Below are records; reproduce exactly the lines from the one containing "Point to the house" through the end, both included, and only those.

Start of Exercise material

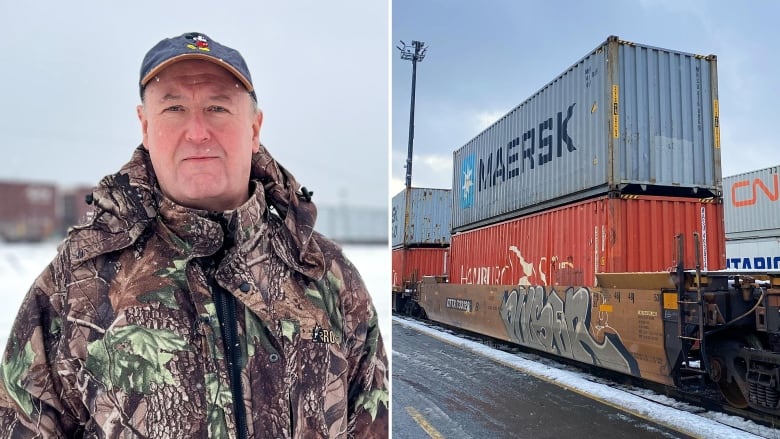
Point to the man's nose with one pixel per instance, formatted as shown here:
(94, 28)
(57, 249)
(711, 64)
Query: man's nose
(196, 128)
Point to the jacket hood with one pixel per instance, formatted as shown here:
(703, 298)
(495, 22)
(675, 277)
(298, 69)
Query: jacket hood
(126, 204)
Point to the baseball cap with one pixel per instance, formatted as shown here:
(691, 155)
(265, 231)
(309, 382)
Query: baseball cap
(194, 45)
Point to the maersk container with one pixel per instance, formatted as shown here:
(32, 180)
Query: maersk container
(626, 118)
(569, 245)
(753, 204)
(756, 254)
(421, 217)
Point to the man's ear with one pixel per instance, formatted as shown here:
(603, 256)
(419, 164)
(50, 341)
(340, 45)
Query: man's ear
(256, 124)
(144, 123)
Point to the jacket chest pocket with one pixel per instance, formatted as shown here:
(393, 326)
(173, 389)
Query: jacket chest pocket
(317, 369)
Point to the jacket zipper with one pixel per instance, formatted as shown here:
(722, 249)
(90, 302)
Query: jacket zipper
(225, 305)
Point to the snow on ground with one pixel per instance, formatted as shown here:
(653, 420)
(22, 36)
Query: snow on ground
(20, 264)
(644, 404)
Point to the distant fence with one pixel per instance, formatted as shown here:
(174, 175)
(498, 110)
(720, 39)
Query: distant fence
(39, 211)
(353, 225)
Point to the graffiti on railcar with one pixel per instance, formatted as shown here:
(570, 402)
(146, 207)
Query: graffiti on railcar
(561, 326)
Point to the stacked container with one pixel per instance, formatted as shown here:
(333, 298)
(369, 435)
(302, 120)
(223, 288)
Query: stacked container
(420, 234)
(753, 220)
(596, 172)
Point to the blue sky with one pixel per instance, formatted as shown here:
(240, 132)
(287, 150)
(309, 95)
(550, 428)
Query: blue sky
(485, 58)
(70, 74)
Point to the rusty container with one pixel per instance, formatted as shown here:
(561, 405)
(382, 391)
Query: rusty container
(420, 217)
(569, 245)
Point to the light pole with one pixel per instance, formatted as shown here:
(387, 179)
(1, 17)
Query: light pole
(414, 53)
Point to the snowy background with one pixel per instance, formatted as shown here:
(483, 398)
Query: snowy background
(645, 404)
(20, 264)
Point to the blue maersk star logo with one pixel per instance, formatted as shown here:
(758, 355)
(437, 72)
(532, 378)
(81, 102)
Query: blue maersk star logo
(467, 182)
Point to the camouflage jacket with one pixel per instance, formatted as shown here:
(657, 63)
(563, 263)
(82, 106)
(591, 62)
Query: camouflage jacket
(119, 338)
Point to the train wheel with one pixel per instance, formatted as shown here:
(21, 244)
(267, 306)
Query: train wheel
(733, 394)
(729, 388)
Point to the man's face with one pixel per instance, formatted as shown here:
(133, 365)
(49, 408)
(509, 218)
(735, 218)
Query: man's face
(200, 128)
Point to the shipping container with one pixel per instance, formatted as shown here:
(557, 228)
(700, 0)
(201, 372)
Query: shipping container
(627, 118)
(753, 254)
(28, 211)
(421, 217)
(753, 204)
(411, 264)
(76, 206)
(570, 244)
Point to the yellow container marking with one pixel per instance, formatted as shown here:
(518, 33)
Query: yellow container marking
(423, 423)
(615, 113)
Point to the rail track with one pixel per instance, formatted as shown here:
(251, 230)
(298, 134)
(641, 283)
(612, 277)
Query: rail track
(696, 399)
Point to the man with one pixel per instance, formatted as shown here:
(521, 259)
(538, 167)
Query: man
(198, 302)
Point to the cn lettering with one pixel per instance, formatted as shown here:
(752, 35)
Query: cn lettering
(746, 193)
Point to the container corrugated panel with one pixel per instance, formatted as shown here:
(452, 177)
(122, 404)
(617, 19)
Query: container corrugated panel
(427, 217)
(627, 118)
(753, 204)
(570, 244)
(28, 211)
(411, 264)
(753, 254)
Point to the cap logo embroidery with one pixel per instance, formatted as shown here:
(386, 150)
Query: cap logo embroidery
(200, 43)
(321, 335)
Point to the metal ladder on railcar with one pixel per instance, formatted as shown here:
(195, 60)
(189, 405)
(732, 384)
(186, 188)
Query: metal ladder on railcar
(684, 307)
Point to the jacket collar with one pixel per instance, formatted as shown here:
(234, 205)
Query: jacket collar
(129, 202)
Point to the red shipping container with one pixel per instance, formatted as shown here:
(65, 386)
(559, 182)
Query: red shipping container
(570, 244)
(411, 264)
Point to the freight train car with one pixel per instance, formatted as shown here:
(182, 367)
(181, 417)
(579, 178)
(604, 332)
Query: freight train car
(569, 220)
(715, 329)
(28, 211)
(420, 237)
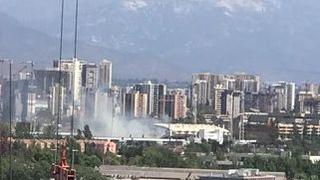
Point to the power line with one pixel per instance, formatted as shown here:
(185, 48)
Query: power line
(59, 87)
(10, 118)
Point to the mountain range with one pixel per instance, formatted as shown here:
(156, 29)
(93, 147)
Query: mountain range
(169, 39)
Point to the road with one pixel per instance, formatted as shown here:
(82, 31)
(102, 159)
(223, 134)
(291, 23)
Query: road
(166, 173)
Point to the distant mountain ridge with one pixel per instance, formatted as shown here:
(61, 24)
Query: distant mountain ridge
(275, 38)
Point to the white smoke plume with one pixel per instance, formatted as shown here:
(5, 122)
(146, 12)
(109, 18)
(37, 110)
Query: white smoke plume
(107, 123)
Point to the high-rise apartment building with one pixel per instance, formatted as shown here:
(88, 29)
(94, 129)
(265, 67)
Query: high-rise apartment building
(73, 66)
(136, 105)
(284, 96)
(90, 76)
(57, 99)
(105, 75)
(174, 105)
(149, 89)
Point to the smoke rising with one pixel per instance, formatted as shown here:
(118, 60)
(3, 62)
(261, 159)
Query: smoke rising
(108, 121)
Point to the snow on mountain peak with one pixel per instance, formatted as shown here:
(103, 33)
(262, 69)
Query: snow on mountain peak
(234, 5)
(134, 5)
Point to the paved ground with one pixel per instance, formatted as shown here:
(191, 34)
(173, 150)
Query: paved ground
(165, 173)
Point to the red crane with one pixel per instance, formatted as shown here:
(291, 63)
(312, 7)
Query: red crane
(62, 171)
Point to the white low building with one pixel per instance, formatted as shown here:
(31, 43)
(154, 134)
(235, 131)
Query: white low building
(200, 131)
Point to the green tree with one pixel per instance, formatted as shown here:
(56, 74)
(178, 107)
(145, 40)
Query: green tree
(87, 132)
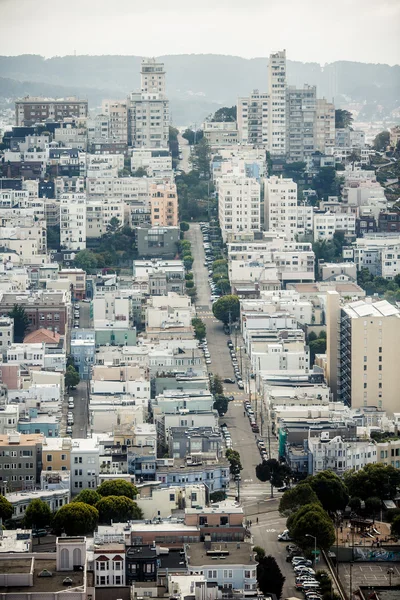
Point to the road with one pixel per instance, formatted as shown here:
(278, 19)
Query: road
(254, 495)
(184, 148)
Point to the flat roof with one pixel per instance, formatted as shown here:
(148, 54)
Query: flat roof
(225, 553)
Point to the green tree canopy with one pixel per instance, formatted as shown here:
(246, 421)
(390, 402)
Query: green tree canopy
(343, 118)
(382, 141)
(330, 489)
(38, 514)
(297, 497)
(377, 480)
(221, 404)
(118, 487)
(225, 305)
(225, 114)
(311, 519)
(71, 377)
(117, 508)
(6, 509)
(269, 576)
(86, 260)
(76, 518)
(88, 497)
(21, 322)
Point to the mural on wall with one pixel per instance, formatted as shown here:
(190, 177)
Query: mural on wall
(376, 554)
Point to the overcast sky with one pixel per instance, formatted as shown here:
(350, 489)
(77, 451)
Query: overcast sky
(310, 30)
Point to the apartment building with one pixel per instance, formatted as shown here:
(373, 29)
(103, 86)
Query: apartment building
(253, 119)
(300, 122)
(277, 103)
(31, 110)
(148, 110)
(327, 223)
(164, 204)
(363, 352)
(73, 221)
(20, 460)
(239, 205)
(99, 213)
(324, 125)
(117, 113)
(281, 210)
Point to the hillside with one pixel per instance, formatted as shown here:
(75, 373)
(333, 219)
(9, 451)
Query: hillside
(197, 84)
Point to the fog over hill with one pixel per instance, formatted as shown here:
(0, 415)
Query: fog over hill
(197, 84)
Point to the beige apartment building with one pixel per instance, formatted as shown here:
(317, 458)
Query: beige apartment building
(164, 204)
(364, 353)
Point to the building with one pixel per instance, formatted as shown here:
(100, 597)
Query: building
(277, 103)
(253, 119)
(73, 221)
(282, 213)
(324, 125)
(117, 113)
(148, 110)
(363, 352)
(230, 566)
(222, 133)
(239, 205)
(31, 110)
(6, 334)
(164, 204)
(300, 122)
(157, 242)
(20, 460)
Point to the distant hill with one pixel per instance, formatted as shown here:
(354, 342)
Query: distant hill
(197, 84)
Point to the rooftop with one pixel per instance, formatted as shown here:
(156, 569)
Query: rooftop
(227, 553)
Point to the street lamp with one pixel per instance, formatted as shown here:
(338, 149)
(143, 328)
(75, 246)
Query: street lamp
(315, 547)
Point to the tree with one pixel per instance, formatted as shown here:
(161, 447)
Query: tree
(225, 305)
(373, 480)
(343, 119)
(382, 141)
(221, 404)
(355, 504)
(113, 226)
(260, 552)
(395, 527)
(297, 497)
(86, 260)
(330, 489)
(312, 520)
(373, 505)
(76, 518)
(21, 322)
(6, 509)
(117, 508)
(71, 378)
(118, 487)
(88, 497)
(269, 576)
(216, 385)
(225, 114)
(233, 457)
(38, 514)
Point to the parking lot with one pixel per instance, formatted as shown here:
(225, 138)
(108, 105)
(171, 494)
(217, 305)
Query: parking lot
(369, 574)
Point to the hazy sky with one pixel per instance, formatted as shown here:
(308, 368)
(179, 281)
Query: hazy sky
(310, 30)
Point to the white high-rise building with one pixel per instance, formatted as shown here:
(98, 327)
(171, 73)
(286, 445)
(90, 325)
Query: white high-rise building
(281, 211)
(73, 221)
(324, 125)
(277, 103)
(252, 119)
(239, 205)
(148, 110)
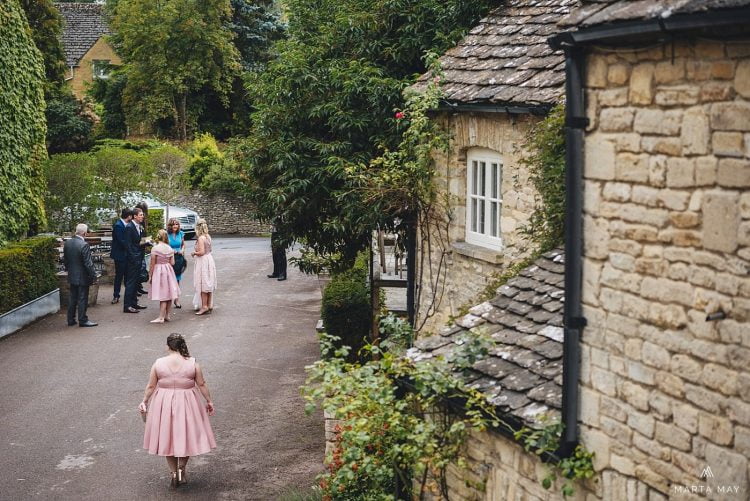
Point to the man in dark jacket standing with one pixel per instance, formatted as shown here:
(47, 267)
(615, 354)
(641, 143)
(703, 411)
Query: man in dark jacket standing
(134, 259)
(118, 253)
(81, 275)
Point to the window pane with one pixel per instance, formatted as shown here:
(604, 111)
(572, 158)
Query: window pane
(474, 177)
(495, 188)
(493, 219)
(482, 173)
(481, 216)
(474, 214)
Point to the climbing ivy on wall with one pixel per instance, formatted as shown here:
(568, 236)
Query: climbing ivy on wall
(22, 125)
(546, 163)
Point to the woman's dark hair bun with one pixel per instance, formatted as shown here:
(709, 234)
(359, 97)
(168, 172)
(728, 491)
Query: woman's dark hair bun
(176, 342)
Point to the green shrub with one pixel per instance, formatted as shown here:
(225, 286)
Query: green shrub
(204, 155)
(346, 307)
(28, 269)
(73, 192)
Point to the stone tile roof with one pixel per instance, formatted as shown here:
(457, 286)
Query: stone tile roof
(595, 12)
(84, 24)
(505, 60)
(522, 375)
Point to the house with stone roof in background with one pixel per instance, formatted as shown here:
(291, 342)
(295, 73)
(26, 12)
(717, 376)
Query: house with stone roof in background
(499, 81)
(88, 55)
(640, 343)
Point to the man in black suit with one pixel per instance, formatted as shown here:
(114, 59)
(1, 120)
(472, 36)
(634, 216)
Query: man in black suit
(133, 265)
(118, 253)
(81, 275)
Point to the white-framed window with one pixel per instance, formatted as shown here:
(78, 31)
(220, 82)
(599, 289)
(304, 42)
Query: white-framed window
(100, 68)
(484, 198)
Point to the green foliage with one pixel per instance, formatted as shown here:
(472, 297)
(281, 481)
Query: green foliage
(45, 22)
(327, 103)
(545, 144)
(396, 335)
(256, 27)
(68, 124)
(386, 433)
(173, 51)
(546, 441)
(108, 92)
(27, 270)
(345, 308)
(22, 126)
(204, 156)
(120, 171)
(169, 165)
(72, 194)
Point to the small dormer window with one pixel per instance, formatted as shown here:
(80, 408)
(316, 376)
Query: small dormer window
(101, 68)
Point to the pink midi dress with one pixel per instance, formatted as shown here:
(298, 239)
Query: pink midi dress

End of Exercise material

**Solution:**
Point to the house with stone roof in background with one pixel per instance, formatted as shown here:
(291, 342)
(295, 73)
(26, 12)
(717, 376)
Query: house with stone roof in background
(499, 81)
(88, 55)
(640, 343)
Point to the man in black suit with one pixel per instance, formatted as shown here:
(114, 59)
(1, 120)
(472, 36)
(634, 216)
Query: man in black suit
(133, 265)
(118, 253)
(81, 275)
Point to the white-framed window with one pixel per instance, formatted as shown here:
(78, 31)
(220, 82)
(599, 289)
(304, 42)
Query: white-framed window
(100, 68)
(484, 198)
Point to the green foliage with one pixel per instance, formatted as shown here:
(472, 297)
(281, 481)
Query: green foliage
(45, 22)
(327, 103)
(545, 144)
(396, 335)
(256, 27)
(68, 124)
(386, 433)
(173, 51)
(546, 441)
(108, 92)
(27, 270)
(345, 308)
(22, 126)
(204, 156)
(120, 171)
(169, 165)
(72, 194)
Point to the small dormer window with one pixel per instance, formatted as shown here:
(80, 408)
(316, 376)
Query: small dormer window
(101, 68)
Point to the pink midi dress with one pixel per instance, formatted as shown here:
(298, 239)
Query: pink midi dress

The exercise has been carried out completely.